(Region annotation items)
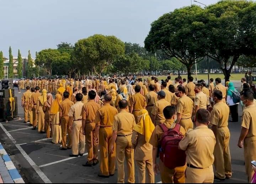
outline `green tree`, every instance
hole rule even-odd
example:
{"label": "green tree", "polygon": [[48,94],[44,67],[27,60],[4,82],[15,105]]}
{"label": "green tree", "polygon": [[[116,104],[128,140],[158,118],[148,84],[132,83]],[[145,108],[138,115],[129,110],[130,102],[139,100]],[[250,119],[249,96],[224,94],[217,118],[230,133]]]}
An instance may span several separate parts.
{"label": "green tree", "polygon": [[193,5],[166,13],[151,24],[145,40],[145,48],[155,52],[161,50],[168,58],[175,57],[191,69],[205,55],[207,35],[205,10]]}
{"label": "green tree", "polygon": [[48,49],[42,50],[37,55],[36,64],[38,66],[43,66],[50,77],[52,76],[52,63],[60,55],[60,52],[57,49]]}
{"label": "green tree", "polygon": [[95,34],[75,44],[73,56],[80,66],[89,71],[92,68],[100,77],[106,67],[124,51],[124,44],[116,37]]}
{"label": "green tree", "polygon": [[13,56],[12,54],[11,46],[9,48],[9,66],[8,67],[8,78],[13,78]]}
{"label": "green tree", "polygon": [[1,50],[0,51],[0,79],[3,79],[4,76],[4,56],[3,56],[2,52]]}
{"label": "green tree", "polygon": [[20,53],[20,49],[18,50],[18,66],[17,70],[18,71],[18,77],[21,78],[22,77],[22,62],[21,54]]}

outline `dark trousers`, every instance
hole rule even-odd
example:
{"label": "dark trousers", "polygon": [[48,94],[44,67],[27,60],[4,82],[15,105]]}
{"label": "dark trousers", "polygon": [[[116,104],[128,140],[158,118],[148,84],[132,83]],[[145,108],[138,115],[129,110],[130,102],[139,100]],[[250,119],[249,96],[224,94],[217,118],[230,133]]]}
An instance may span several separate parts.
{"label": "dark trousers", "polygon": [[238,104],[231,105],[229,106],[231,113],[231,117],[233,122],[238,121]]}

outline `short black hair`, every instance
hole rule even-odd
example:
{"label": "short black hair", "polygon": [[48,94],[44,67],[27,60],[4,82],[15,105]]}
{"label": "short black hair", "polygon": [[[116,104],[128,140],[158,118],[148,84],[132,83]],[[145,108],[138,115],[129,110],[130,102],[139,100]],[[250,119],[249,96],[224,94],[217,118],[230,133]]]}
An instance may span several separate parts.
{"label": "short black hair", "polygon": [[221,79],[218,77],[215,79],[215,82],[217,82],[218,83],[221,83]]}
{"label": "short black hair", "polygon": [[175,92],[175,89],[174,86],[172,84],[170,84],[169,85],[169,91],[173,93]]}
{"label": "short black hair", "polygon": [[196,121],[199,123],[207,124],[210,121],[210,114],[206,109],[200,108],[196,114]]}
{"label": "short black hair", "polygon": [[81,93],[78,93],[76,95],[76,100],[78,102],[81,101],[82,99],[83,95]]}
{"label": "short black hair", "polygon": [[252,94],[249,91],[246,91],[242,94],[242,95],[245,100],[248,100],[249,101],[253,102],[254,100]]}
{"label": "short black hair", "polygon": [[68,98],[69,96],[69,93],[68,91],[64,91],[63,93],[63,96],[65,99]]}
{"label": "short black hair", "polygon": [[162,82],[161,85],[165,88],[166,88],[166,87],[167,86],[167,84],[166,83],[166,82],[165,82],[164,81],[163,82]]}
{"label": "short black hair", "polygon": [[118,105],[121,109],[126,108],[128,106],[128,102],[126,100],[122,100],[119,101]]}
{"label": "short black hair", "polygon": [[155,89],[155,86],[154,86],[153,84],[150,84],[149,86],[149,90],[150,90],[151,91],[154,91]]}
{"label": "short black hair", "polygon": [[174,106],[169,105],[164,109],[163,113],[165,119],[170,119],[176,113],[176,109]]}
{"label": "short black hair", "polygon": [[213,91],[213,95],[220,100],[222,100],[222,99],[223,98],[222,92],[219,90],[214,90]]}
{"label": "short black hair", "polygon": [[192,76],[191,76],[188,77],[188,81],[190,82],[193,82],[193,81],[194,80],[194,78]]}
{"label": "short black hair", "polygon": [[105,101],[110,102],[112,100],[112,96],[109,94],[107,94],[104,96],[104,100]]}
{"label": "short black hair", "polygon": [[135,87],[135,89],[134,89],[134,90],[136,93],[139,93],[141,89],[141,87],[140,87],[140,85],[136,85]]}
{"label": "short black hair", "polygon": [[186,90],[185,90],[185,88],[184,86],[183,86],[182,85],[179,85],[177,88],[178,88],[178,91],[181,91],[182,93],[185,93]]}
{"label": "short black hair", "polygon": [[93,90],[91,90],[88,93],[88,96],[90,100],[94,100],[96,96],[96,92]]}

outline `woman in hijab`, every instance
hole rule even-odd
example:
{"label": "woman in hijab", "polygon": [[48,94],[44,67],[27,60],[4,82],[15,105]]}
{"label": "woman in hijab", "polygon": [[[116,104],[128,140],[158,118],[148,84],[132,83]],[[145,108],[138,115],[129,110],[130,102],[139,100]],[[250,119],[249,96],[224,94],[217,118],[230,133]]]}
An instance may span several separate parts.
{"label": "woman in hijab", "polygon": [[234,103],[233,101],[232,97],[234,92],[237,92],[235,89],[234,84],[232,82],[228,83],[228,88],[227,96],[227,104],[229,106],[232,120],[229,121],[231,122],[238,122],[238,104],[239,103]]}
{"label": "woman in hijab", "polygon": [[155,126],[145,109],[141,110],[139,112],[138,122],[133,128],[132,136],[132,143],[135,149],[134,159],[139,170],[138,183],[146,183],[146,168],[148,176],[146,183],[154,183],[152,155],[153,147],[149,142]]}
{"label": "woman in hijab", "polygon": [[37,102],[37,112],[38,119],[38,132],[44,133],[44,112],[43,110],[43,106],[44,102],[47,100],[47,91],[45,89],[42,90],[42,94],[38,96]]}
{"label": "woman in hijab", "polygon": [[62,101],[62,96],[59,94],[56,94],[55,99],[53,102],[50,109],[50,114],[52,119],[51,123],[53,130],[53,140],[52,142],[55,144],[60,143],[62,141],[61,128],[59,125],[59,105]]}
{"label": "woman in hijab", "polygon": [[44,123],[46,127],[46,138],[49,138],[51,137],[50,134],[50,129],[52,132],[52,128],[51,127],[50,119],[50,108],[53,103],[53,99],[52,95],[50,93],[48,93],[47,95],[47,101],[44,102],[43,106],[43,110],[44,112]]}

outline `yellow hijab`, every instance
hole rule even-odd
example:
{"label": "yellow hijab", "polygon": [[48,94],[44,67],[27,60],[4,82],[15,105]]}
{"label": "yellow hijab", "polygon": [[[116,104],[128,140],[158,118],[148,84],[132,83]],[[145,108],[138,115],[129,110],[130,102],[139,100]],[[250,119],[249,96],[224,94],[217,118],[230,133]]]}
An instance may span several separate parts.
{"label": "yellow hijab", "polygon": [[59,112],[59,104],[62,102],[62,96],[59,94],[56,94],[55,95],[55,99],[52,104],[50,109],[50,114],[55,115]]}
{"label": "yellow hijab", "polygon": [[140,110],[138,115],[139,122],[133,127],[133,130],[145,135],[146,142],[149,141],[152,132],[155,129],[155,126],[145,109]]}
{"label": "yellow hijab", "polygon": [[43,89],[42,90],[42,94],[38,96],[38,100],[42,105],[43,105],[44,103],[47,101],[47,91],[46,89]]}

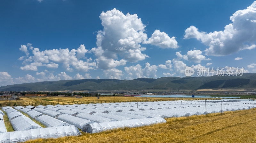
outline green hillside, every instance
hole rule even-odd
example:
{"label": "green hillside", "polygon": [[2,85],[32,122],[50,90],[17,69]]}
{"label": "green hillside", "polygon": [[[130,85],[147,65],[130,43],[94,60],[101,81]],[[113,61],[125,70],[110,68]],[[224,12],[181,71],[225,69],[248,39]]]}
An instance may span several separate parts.
{"label": "green hillside", "polygon": [[202,89],[256,90],[256,73],[242,76],[163,77],[132,80],[84,79],[45,81],[0,87],[0,91],[108,92],[135,91],[193,91]]}

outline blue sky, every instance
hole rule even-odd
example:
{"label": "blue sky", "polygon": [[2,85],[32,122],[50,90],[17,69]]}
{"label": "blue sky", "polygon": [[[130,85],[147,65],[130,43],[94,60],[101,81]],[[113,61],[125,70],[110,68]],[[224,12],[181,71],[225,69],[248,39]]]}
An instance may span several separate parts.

### What you have to do
Return exactly, and only, the line containing "outline green hillside, every instance" and every line after it through the end of the material.

### Completed exercise
outline green hillside, every instance
hole rule even-odd
example:
{"label": "green hillside", "polygon": [[2,85],[32,122],[50,90],[17,69]]}
{"label": "green hillside", "polygon": [[[130,85],[147,65],[130,43],[94,60],[101,81]],[[113,61],[125,70],[110,68]],[[224,12],[181,71],[225,69],[248,39]]]}
An instance may span several separate parts.
{"label": "green hillside", "polygon": [[202,89],[256,90],[256,73],[242,76],[163,77],[132,80],[84,79],[45,81],[0,87],[0,91],[108,92],[135,91],[193,91]]}

outline blue sky, every instance
hole rule even-odd
example:
{"label": "blue sky", "polygon": [[2,85],[32,122],[50,90],[17,69]]}
{"label": "blue sky", "polygon": [[[130,85],[147,65],[130,43],[94,60],[101,81]],[[113,61],[125,70],[110,68]],[[224,12],[181,71],[225,69],[248,39]]]}
An instance may span several separate parts.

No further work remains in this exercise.